Work required – Leaving the pictures aside, transcribe every line below exactly.

=======

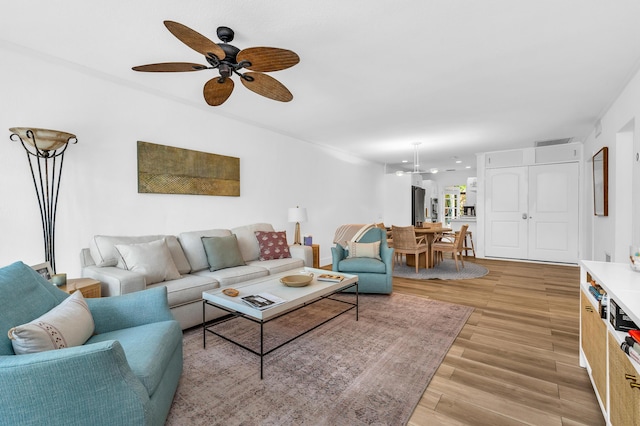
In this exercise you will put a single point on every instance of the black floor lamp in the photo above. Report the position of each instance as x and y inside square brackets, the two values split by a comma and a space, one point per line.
[45, 153]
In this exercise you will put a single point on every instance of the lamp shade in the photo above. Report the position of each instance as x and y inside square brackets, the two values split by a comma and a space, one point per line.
[43, 139]
[297, 214]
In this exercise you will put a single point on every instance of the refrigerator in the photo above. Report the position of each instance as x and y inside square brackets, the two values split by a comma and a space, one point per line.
[417, 205]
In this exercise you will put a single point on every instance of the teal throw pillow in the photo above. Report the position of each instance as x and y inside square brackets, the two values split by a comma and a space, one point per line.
[222, 252]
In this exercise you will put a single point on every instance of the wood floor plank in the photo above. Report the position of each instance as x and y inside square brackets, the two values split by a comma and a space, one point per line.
[516, 360]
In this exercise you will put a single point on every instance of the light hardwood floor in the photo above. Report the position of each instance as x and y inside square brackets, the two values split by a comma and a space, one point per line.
[515, 362]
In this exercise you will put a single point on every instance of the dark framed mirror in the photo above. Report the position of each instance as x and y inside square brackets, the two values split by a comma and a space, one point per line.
[601, 182]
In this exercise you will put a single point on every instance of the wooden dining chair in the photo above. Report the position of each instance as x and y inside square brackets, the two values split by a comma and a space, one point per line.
[455, 248]
[405, 242]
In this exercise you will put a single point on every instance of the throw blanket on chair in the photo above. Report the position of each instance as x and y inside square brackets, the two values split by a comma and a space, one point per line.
[350, 232]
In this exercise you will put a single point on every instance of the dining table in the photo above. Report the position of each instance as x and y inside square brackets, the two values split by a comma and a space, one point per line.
[425, 260]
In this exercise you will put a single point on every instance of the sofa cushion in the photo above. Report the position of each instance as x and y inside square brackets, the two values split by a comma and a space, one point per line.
[222, 252]
[247, 239]
[239, 274]
[152, 259]
[273, 245]
[149, 349]
[194, 250]
[187, 289]
[362, 264]
[104, 252]
[36, 297]
[364, 249]
[66, 325]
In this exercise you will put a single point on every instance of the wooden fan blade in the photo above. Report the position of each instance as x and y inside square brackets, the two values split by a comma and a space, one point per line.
[267, 59]
[267, 86]
[216, 93]
[170, 67]
[194, 40]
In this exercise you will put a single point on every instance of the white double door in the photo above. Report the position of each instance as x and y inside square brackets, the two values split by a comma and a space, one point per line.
[532, 212]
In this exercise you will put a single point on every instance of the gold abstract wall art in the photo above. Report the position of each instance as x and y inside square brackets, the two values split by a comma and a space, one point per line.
[168, 170]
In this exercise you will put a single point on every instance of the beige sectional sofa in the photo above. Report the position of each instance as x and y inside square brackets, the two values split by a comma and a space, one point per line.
[180, 263]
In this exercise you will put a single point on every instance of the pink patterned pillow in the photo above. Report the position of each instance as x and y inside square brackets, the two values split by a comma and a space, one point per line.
[273, 245]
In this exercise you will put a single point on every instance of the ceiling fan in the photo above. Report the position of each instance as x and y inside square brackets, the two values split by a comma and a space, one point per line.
[228, 59]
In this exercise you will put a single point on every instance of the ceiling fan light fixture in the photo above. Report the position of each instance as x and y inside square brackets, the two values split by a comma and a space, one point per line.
[225, 70]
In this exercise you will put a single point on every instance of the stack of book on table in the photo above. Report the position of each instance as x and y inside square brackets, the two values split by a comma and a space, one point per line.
[262, 300]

=======

Exercise response –
In this exercise you will put a single point on every instance of the black floor lamp in the photo above. Report the position of each instance as x and y inside square brackets, the two values split by a comma and a space, one point per line.
[45, 153]
In this exercise you will put a single point on every instance of the lamp shade in the photo above. Report the position of each instance as x and y inside square brackets, the two values split by a comma and a space, one point per line.
[43, 139]
[297, 214]
In this exercise you will put a single point on every instance of the refrigerator in the photo above. Report the position of each instance as x and y inside square brackets, the two values split by a comma and a space, one point per line.
[417, 205]
In this exercise you will put a single point on every instance of the teal throw pillow in the photo above. Report the position of each instance as x and y inside square brackets, the two values split by a comma and a space, one point per line.
[222, 252]
In this exercise you will put a single point on every instance of the wood floor plank in the photo above. Report the position of each instance as x and y inside square brackets, the two values split by a comma and a space, one point per line.
[516, 360]
In this exercise you will put a single point on every instance of the light hardwood floor in the photo above. Report the position of each instance as x and y inside square brackets, the two values split by a comma and a space, one point per line.
[515, 362]
In this exercise you will put a single point on every instance of the dark framed mirror in the photo above. Report the position of each instance as x and y inside square brackets, the two values split by a comma and a space, one point per line.
[601, 182]
In this exercise you will put a single point on every instance of the wooden dining chair in the photo above. Report the position of each instance as x and y inside square brackets, the two values split by a comma and a space, one point per line.
[455, 248]
[405, 242]
In this exercise you will put a single point on every instance of the throw blanket on chair in the photo above. Report the position of each instance as x and y inside square brackets, the two values split by a comma and a space, one point per line.
[350, 232]
In this exercise you will put a single point on every instance of the dining table in the photo above. Report the position of each instance as x and y inside square brackets, the two values split by a comma and a space, one point per line.
[425, 260]
In this exercise you will put a single point on every instance of the sofa cushion in the photo above. Report the position of each instance as x and y inside square brackets, the two values split by a comma and a space, one point per line.
[222, 252]
[247, 239]
[239, 274]
[152, 259]
[273, 245]
[149, 349]
[194, 250]
[187, 289]
[362, 264]
[104, 252]
[36, 297]
[364, 249]
[66, 325]
In this exercise you will put a single point on every instance of the wooden fan blade in the photo above. Report the position of each instance as x and y inside square brackets, the two values split by a comma and a space, one point per line.
[267, 59]
[267, 86]
[216, 93]
[170, 67]
[194, 40]
In this exercise you will put a single point on every instance of the white double door in the photo above. Report the position of each instance as x and y inside square brackets, the two values split by a comma and a space, one point per line.
[532, 212]
In this exercise you will put a single point on every instance of the gold abstract wall art in the photo above. Report the position of each instance as x and y inside square brackets, the two values split by a comma and a space, one point per line.
[168, 170]
In this exercise you will put a single point on every instance of the beige sectional sofa in the photo above. Report the position of each instance as x and y inside square brackets, the two values split by a comma and a space, one point per line.
[180, 263]
In this exercise you will put a single point on every instance of the pink patterned pillow in the photo above. Report the position of each instance as x and y inside square brackets, the two values split by a comma and a space, one point per line.
[273, 245]
In this exercise you will put a single point on every instance of the ceiling fan in the photo above. Report the position of each instance as x and y inside square brackets, the two values split by a comma and a space, one point per line.
[228, 59]
In this exercise you will put a single point on every instance of the ceiling fan light fixture in the photo above. Report the position of each instance as x and y inside square brackets, the two values split by a comma and a space, one point per line.
[225, 70]
In this exercise you will put a single point on every instance of the stack of book on table in the photo above. Report the position of each instance as x and y inside square brackets, the two values split by a comma and a space, one point per line.
[262, 300]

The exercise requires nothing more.